### Task to complete:
Without the pictures, repeat all of the data exactly as it appears below.

### Records excerpted from a collection:
"""
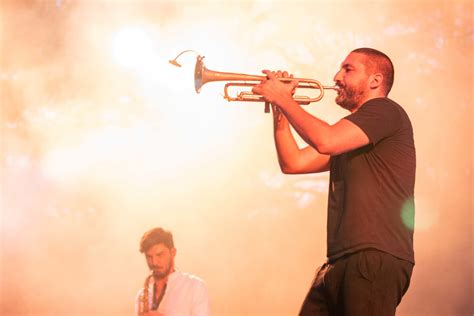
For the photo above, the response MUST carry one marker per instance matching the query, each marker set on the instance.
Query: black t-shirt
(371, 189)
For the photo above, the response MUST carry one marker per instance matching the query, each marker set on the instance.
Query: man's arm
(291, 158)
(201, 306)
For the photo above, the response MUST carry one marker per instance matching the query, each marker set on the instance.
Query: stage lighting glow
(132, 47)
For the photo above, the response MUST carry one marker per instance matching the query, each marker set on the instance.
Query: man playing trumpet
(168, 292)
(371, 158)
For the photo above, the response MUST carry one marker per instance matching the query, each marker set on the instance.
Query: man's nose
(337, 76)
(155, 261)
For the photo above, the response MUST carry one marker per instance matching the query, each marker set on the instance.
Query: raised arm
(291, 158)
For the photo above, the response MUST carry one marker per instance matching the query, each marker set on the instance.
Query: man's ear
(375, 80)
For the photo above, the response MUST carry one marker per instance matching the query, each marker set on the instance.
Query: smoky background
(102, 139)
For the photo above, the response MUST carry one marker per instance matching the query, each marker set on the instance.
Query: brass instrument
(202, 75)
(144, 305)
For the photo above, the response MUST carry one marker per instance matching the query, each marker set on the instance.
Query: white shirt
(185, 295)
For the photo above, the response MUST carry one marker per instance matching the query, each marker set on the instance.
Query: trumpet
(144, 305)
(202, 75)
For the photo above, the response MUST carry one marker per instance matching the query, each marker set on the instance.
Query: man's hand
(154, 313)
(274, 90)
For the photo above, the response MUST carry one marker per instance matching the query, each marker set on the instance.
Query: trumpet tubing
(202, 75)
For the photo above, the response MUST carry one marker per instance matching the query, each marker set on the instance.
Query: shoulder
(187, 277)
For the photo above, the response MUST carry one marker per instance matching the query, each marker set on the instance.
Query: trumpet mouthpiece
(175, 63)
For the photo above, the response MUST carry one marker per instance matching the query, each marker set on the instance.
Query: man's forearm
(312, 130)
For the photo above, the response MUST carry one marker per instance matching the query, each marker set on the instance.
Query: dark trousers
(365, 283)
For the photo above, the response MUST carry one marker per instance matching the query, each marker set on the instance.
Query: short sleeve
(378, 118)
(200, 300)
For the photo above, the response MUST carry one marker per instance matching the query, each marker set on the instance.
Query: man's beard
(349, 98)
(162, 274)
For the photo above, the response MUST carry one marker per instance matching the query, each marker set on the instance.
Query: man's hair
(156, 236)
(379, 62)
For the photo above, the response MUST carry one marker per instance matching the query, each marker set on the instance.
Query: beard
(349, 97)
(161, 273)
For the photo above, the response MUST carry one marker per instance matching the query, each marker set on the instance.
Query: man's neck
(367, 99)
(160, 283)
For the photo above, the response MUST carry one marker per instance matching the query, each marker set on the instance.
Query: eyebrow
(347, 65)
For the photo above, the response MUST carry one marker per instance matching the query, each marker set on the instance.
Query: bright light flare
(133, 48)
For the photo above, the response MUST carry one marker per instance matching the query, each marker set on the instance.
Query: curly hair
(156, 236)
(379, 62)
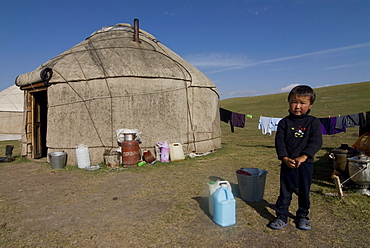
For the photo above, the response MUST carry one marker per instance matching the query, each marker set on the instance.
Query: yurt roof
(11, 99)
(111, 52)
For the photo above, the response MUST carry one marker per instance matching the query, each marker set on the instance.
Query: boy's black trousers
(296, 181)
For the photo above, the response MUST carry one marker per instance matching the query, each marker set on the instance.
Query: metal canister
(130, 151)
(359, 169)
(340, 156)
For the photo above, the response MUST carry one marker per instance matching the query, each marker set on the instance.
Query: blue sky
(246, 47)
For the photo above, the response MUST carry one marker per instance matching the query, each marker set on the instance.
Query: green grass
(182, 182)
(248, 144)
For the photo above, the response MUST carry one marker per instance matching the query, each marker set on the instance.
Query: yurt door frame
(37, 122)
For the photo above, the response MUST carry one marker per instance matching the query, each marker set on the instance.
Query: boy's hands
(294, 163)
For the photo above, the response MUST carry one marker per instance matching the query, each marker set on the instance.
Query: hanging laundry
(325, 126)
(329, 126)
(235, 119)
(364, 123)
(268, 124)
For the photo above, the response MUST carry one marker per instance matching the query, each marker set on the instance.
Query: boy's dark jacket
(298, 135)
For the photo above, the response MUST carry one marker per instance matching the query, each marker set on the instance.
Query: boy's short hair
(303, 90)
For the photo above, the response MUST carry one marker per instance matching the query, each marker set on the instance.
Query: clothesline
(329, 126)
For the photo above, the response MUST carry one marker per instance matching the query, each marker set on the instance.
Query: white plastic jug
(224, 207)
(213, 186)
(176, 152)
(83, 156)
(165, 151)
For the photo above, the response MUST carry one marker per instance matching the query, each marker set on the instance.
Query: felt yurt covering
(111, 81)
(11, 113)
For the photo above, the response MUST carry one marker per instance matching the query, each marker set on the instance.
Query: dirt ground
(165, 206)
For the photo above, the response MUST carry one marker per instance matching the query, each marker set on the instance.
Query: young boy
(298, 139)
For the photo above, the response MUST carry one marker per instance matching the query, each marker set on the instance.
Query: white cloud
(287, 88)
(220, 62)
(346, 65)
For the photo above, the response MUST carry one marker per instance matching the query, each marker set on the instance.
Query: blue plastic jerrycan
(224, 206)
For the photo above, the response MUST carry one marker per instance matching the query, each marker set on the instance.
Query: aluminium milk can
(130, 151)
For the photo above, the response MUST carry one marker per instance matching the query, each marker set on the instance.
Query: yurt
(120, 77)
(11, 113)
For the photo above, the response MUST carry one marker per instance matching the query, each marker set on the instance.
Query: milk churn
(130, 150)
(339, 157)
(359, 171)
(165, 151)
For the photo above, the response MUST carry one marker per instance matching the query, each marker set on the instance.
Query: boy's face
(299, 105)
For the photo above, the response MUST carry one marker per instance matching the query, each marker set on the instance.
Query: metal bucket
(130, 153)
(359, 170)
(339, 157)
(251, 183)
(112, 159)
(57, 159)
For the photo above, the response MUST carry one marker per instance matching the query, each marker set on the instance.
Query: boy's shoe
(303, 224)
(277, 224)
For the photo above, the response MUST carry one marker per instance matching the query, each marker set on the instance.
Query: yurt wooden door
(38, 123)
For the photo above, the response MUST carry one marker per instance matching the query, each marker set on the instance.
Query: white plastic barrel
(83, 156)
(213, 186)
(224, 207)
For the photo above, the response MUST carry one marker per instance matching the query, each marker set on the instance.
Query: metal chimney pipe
"""
### Problem solution:
For the photo above, the response MUST carry one marker per instance matching the query, each marker set on the instance.
Query: black t-shirt
(371, 189)
For the photo above, the response MUST carry one marker per instance matching the query, each marker set on the instance.
Query: man's arm
(291, 158)
(201, 306)
For the photo above, the response MUST carry one marker per instance matching the query, each marker set on the instance.
Query: stage lighting glow
(132, 47)
For the photo above, the response MUST carry one marker per instance matching the query, each marker set on the instance.
Query: man playing trumpet
(168, 292)
(371, 158)
For the photo above, the response MUST carry one marker per instance matching the query, each marker set on the instance.
Query: man's nose
(337, 76)
(155, 261)
For the photo above, the response MUST carry one marker per instance matching the query, each marker set on the instance.
Query: raised arm
(291, 158)
For the photo above, the response MUST carry one marker per instance matching the query, each marker set on the instance.
Query: man's ear
(375, 80)
For the photo above, the response MUST carry one marker per instance matching the query, each marker set on the instance.
Query: smoky background
(102, 139)
For the photo above, the response MUST carry one marker per instance matching the query, each marker set on the instance.
Query: brass instrument
(202, 75)
(144, 305)
For the photo above, the response MUST carry one marker per instance matching the query, each marker set on the instance.
Query: white shirt
(185, 295)
For the photo above, the response MUST carry one marker per instance matching the query, each marker set on the instance.
Query: trumpet
(144, 305)
(202, 75)
For the photo above, the response MUST carry one marker per instance matching the query, each marker set on the instance.
Query: man's hand
(154, 313)
(274, 90)
For the photo above, the response MUST carry one marker per instance matching the query, each marker set on the instance.
Query: trumpet tubing
(202, 75)
For the photo above, the response MUST carry one marker per instance matching the query, each marker set on the instance.
Query: shoulder
(187, 277)
For the photo above, the response MUST carry one marker per instance matching the query, each marker set on the instance.
Query: trumpet mouthpiece
(175, 63)
For the photo above, the response MUST carry one marker per instance matching the query, each marker set on the instance.
Query: man's forearm
(312, 130)
For the photo above, the response MUST carry one marker per instance matching the query, each marker set on the instance.
Query: dark trousers
(365, 283)
For the photo above, the response MUST carry one marker per instance matching the query, each marker set on the instance.
Query: short sleeve
(378, 118)
(200, 300)
For the photo above, the response MUST carry one marker per instance matching the query, each marker set on the instance.
Query: man's beard
(349, 98)
(162, 274)
For the photo above, the response MUST carry one marker per instance matching the query, each marker set on the instance.
Query: man's hair
(156, 236)
(379, 62)
For the photo above, the response MUST carry one marker per instance matching the query, each marker set on the instance.
Query: beard
(349, 97)
(161, 273)
For the photo above, the response MUST carry one marker per instance matching the query, each marker set on the instance.
Query: man's neck
(367, 99)
(160, 283)
For the photo above, the response MUST carry one marker per instance matching the query, each marker set on the instance.
Query: eyebrow
(347, 65)
For the photo above, the response MUST carry one marker per instance matching the query, each marker set on the instance.
Query: bright light flare
(133, 48)
For the photo above, the response MUST carry one marker per instance matching the query, each marker set on the instance.
Query: curly hair
(156, 236)
(379, 62)
For the photo above, the response MUST carry one marker per instance matching the query, each marker set on the instance.
Query: yurt roof
(11, 99)
(111, 52)
For the photo above, the response MUST carry one marker per instance matching the query, each marker set on the instance.
Query: boy's black trousers
(296, 181)
For the photo above, the response MUST carry one marker per instance matching the query, each marker set on the instance.
Query: metal canister
(130, 151)
(359, 169)
(340, 156)
For the photo above, the response MUST carry one marker per instance matching the query, each marker set on the instance.
Query: blue sky
(246, 47)
For the photo above, the response MUST carry one marker per instance matching the query, each marker set on the instance.
Query: green grass
(182, 182)
(248, 144)
For the photo above, the response MUST carry one marker per instance matching the query, each marker set on the instance.
Query: yurt door frame
(37, 122)
For the photo above, the response MUST carry one marker per instance matching the query, each marker set on the instance.
Query: boy's hands
(294, 163)
For the photo above, the response MUST carry one marker per instance matching the query, each marker set on the instance.
Query: hanging laundry
(325, 126)
(329, 126)
(235, 119)
(364, 123)
(268, 124)
For the photo above, the response MUST carry one marker per instance matching the query, each marker set on the instance.
Query: boy's dark jacket
(298, 135)
For the photo above, the response MUST carry one marker per instance matching the query, each marker set on the instance.
Query: boy's short hair
(303, 90)
For the photo above, the response MUST carry one marker per instance matching the query, each marker set on the instance.
Query: clothesline
(329, 126)
For the photo above, the response MUST carry one marker per instance matching the query, each marker set on the instance.
Query: white plastic jug
(224, 207)
(213, 186)
(176, 152)
(83, 156)
(165, 151)
For the photo above, the response MUST carry one marker per instance matching the query, each marker set on the instance.
Query: felt yurt covering
(111, 81)
(11, 113)
For the photo above, the response MUST carry one marker per instance matching the query, each marker set on the instance.
Query: dirt ground
(165, 206)
For the photo above, the response MUST carry one marker per instance matching the query, each marker set on the instance.
Query: young boy
(298, 139)
For the photo above, the response MUST carry one marker per instance matching the query, each marker set on the instance.
Query: white cloud
(287, 88)
(220, 62)
(346, 65)
For the photo above, the response MUST carry one marker per instance matching the query, each marker set on the instance.
Query: blue plastic jerrycan
(224, 206)
For the photo above, the response MUST carry one marker per instance matching the query, each marker set on the instance.
Query: aluminium milk can
(130, 151)
For the photo above, the response MUST carry one marker per instance matching the query, each marker set on the instance.
Query: yurt
(120, 77)
(11, 113)
For the photo above, the response MUST carry one marker per instance matching the query, each marker set on the instance.
Query: milk churn
(130, 150)
(339, 157)
(359, 171)
(165, 151)
For the photo above, the response MUST carry one marker per instance matching the query, each marker set on the instance.
Query: boy's face
(299, 105)
For the photo above, the response MUST carry one marker per instance matching the query, each marker set on the instance.
Query: metal bucket
(130, 153)
(359, 170)
(339, 157)
(251, 183)
(112, 159)
(57, 159)
For the photo above, the response MUST carry one marker per instance matching the query, each marker set on the instance.
Query: boy's shoe
(303, 224)
(277, 224)
For the photo above, the response MUST carry one marker per instance matching the query, each marker set on the instance.
Query: yurt wooden door
(38, 123)
For the photo above, the response MUST carry one marker per instance matching the query, each marker set on the instance.
Query: white plastic barrel
(83, 156)
(213, 186)
(224, 207)
For the photo above, the response MUST carry one marker per instance matching the query, each marker set on the instance.
Query: metal chimney pipe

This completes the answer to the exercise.